_What needs to be done_
Locate the line that contains "Expected: one point per instance of the gray". Copy it and every following line through the end of the records, exactly, and include nothing else.

[Stored records]
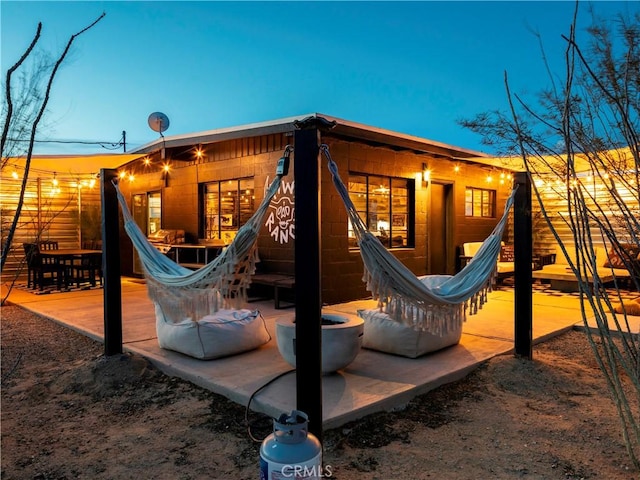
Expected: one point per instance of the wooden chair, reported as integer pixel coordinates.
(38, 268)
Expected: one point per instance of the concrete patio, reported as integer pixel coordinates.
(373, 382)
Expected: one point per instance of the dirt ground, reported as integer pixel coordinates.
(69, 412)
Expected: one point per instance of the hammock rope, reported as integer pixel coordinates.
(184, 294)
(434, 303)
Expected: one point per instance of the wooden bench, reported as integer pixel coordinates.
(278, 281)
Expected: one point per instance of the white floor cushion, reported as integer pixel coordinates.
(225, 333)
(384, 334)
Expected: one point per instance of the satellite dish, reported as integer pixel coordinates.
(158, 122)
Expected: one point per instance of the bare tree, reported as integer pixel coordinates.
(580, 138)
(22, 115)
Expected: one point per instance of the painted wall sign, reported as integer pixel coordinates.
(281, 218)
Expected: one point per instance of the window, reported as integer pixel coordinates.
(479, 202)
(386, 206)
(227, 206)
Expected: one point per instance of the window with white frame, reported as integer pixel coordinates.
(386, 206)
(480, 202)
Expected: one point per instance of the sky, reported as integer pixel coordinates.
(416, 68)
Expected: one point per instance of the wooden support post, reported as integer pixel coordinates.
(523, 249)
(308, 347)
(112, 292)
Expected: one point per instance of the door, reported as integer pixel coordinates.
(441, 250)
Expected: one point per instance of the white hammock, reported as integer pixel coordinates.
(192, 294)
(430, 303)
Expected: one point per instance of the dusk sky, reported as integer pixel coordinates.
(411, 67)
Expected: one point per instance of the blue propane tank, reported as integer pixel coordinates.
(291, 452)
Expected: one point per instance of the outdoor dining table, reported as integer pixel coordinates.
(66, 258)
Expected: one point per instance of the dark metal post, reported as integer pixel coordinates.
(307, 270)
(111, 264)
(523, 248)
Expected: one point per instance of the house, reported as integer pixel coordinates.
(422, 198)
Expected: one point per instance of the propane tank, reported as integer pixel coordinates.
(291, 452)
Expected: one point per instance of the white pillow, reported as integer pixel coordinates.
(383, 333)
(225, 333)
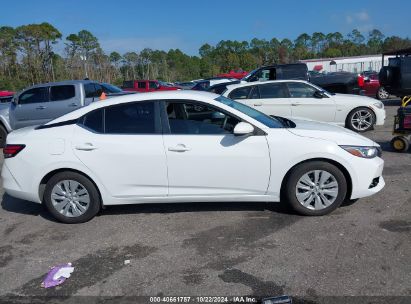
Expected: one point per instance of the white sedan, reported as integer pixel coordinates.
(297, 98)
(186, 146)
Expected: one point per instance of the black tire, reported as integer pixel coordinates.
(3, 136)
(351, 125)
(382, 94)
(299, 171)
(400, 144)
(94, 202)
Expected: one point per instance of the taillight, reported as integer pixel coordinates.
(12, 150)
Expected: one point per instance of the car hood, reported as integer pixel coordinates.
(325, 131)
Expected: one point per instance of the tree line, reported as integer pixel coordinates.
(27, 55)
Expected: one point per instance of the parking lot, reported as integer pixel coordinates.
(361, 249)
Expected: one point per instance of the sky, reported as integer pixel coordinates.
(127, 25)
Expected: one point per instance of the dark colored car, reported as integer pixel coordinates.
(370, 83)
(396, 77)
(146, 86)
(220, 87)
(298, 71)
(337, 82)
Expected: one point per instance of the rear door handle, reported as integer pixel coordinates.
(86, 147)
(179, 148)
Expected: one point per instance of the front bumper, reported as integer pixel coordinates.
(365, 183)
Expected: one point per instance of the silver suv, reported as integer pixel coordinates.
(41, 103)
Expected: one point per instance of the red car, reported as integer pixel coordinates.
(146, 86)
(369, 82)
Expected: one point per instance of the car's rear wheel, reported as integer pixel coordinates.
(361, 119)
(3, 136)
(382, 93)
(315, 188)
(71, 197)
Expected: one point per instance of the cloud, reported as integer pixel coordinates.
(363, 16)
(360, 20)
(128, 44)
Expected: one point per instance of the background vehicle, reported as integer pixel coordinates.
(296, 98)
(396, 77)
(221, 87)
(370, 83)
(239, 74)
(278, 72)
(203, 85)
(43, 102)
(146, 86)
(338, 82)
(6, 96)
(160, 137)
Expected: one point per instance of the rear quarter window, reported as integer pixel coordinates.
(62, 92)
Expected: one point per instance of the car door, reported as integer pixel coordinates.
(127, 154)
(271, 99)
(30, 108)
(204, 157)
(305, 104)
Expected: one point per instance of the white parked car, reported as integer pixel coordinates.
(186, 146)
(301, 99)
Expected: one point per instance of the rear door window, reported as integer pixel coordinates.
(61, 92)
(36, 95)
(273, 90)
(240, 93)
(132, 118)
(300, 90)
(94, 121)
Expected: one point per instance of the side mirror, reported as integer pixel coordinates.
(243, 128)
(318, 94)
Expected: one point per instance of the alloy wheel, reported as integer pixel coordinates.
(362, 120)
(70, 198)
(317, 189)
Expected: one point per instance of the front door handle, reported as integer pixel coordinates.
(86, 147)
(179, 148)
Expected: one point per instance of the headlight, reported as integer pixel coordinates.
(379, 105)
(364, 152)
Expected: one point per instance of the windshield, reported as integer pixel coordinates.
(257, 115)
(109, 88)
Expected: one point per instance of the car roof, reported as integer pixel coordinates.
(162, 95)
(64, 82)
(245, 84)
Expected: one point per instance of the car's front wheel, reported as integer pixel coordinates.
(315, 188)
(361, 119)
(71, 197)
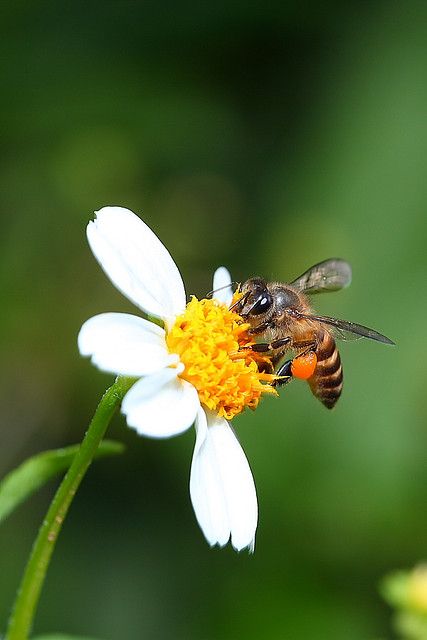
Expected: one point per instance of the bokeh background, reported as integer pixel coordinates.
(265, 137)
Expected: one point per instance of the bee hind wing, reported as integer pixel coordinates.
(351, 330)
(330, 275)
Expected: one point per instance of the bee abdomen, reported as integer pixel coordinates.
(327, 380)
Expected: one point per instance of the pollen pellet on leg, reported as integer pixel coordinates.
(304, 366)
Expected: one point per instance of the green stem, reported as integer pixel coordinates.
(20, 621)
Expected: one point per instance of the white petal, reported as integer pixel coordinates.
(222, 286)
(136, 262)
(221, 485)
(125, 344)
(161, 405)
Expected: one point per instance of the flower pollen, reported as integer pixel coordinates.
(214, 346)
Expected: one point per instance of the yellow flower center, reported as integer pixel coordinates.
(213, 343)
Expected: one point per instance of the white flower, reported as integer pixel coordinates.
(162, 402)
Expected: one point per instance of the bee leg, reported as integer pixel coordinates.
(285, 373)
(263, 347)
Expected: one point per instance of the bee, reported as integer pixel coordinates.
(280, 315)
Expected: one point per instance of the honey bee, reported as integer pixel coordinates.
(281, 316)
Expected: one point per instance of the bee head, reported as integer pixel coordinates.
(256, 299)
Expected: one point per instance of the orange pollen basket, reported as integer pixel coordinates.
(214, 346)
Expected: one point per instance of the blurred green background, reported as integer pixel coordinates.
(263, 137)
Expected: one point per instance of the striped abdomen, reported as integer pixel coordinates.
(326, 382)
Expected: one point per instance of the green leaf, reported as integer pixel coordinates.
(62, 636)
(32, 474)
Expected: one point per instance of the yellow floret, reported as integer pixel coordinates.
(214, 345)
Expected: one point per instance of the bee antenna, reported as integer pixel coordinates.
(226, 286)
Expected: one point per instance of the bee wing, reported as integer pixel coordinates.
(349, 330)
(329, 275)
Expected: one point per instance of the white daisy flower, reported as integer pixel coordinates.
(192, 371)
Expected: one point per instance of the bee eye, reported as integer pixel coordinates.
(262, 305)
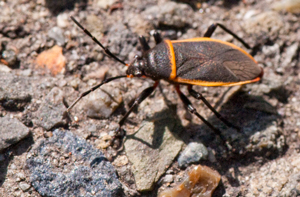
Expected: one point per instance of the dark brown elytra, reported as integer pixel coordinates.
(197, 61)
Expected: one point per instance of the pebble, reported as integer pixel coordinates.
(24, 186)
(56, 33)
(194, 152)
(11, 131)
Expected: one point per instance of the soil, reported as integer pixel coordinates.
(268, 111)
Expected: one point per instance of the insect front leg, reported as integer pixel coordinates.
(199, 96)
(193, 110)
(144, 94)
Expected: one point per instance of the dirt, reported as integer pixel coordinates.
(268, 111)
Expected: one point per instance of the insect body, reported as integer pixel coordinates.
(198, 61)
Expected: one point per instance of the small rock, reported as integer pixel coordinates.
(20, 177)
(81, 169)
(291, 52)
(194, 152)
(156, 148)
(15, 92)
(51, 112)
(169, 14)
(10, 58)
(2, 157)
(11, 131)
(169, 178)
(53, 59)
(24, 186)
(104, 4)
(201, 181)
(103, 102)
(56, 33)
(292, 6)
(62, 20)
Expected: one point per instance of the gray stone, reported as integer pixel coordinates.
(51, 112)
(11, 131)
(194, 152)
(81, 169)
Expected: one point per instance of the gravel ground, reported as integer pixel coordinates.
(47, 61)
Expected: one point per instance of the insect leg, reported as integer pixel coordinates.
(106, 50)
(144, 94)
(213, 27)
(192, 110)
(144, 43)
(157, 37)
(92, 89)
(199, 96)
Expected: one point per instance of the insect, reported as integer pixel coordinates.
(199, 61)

_Solution_
Expected: one point per instance of the gray stone, reported as integer pixel coordinates.
(51, 112)
(11, 131)
(194, 152)
(81, 169)
Expected: one point per instance of the gravel ground, reported as integer pixel coordinates.
(47, 61)
Expected: one point per instance of the insect leg, reported as integer pixel coordinates.
(106, 50)
(144, 94)
(213, 27)
(192, 110)
(144, 43)
(157, 37)
(92, 89)
(199, 96)
Expected: one point per instance of the insect, reported as integer pixel coordinates.
(199, 61)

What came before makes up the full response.